EXERCICES.
1) D'après l'extrait, qu'incarne Mirlande Manigat en tant qu'ancienne première dame ?
2) Reproduisez à l'identique le passage de l'extrait qui commence par « Haïti se prépare » et se termine par « moment de moi. ».
╭─ EXTRAIT DU DOCUMENT
C’est pour cette raison, que je pense, et je peux me tromper, que Mirlande Manigat, ne pèsera pas bien lourd face à Michel martelly lors de ce second tour tant attendu et enfin arrivé. Elle incarne, en tant qu’ancienne première dame tout au moins, l’échec de la classe politique haïtienne qui n’a pas su sortir le peuple de l’ornière. Mais il n’en demeure pas moins que, quand les défis sont aussi colossaux que ceux qu’Haïti doit relever pour amorcer son relèvement, la question se pose de savoir si c’est vraiment le moment de confier le pouvoir à un néophyte en politique. C’est la quadrature du cercle. Qui pourrait peut-être expliquer un éventuel retournement de tendance si jamais Madame Manigat finissait par l’emporter.

Haïti se prépare à offrir aux analystes sociologues politiques une occasion d’éprouver leurs théories sur « les dirigeants que méritent les peuples » et d‘en élaborer d‘autres sur le rejet démocratique des dirigeants politiques dans leur ensemble. Le plus important n’est pourtant pas là. Manigat ou martelly, auront fort à faire pour mériter la confiance que le peuple s’en va placer en l’un ou en l’autre. Je me demande bien, moi, si l’on m’avait offert de devenir sans même avoir à concourir, président d’Haïti par les temps qui courent, j’aurais eu le courage de l’accepter. Mais là, ce n’est que moi. Et vous l’avez sans doute remarqué, dans cette affaire, il ne s’agit à aucun moment de moi.
╰─
╭─ DONNÉES DISPONIBLES
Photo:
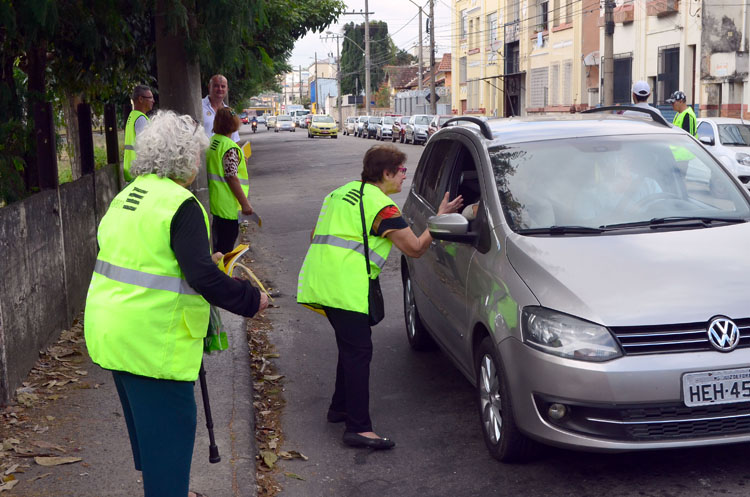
╰─
CORRIGÉS.
1) Elle incarne l'échec de la classe politique haïtienne, qui n'a pas su sortir le peuple de l'ornière.

2)
Haïti se prépare à offrir aux analystes sociologues politiques une occasion d’éprouver leurs théories sur « les dirigeants que méritent les peuples » et d‘en élaborer d‘autres sur le rejet démocratique des dirigeants politiques dans leur ensemble. Le plus important n’est pourtant pas là. Manigat ou martelly, auront fort à faire pour mériter la confiance que le peuple s’en va placer en l’un ou en l’autre. Je me demande bien, moi, si l’on m’avait offert de devenir sans même avoir à concourir, président d’Haïti par les temps qui courent, j’aurais eu le courage de l’accepter. Mais là, ce n’est que moi. Et vous l’avez sans doute remarqué, dans cette affaire, il ne s’agit à aucun moment de moi.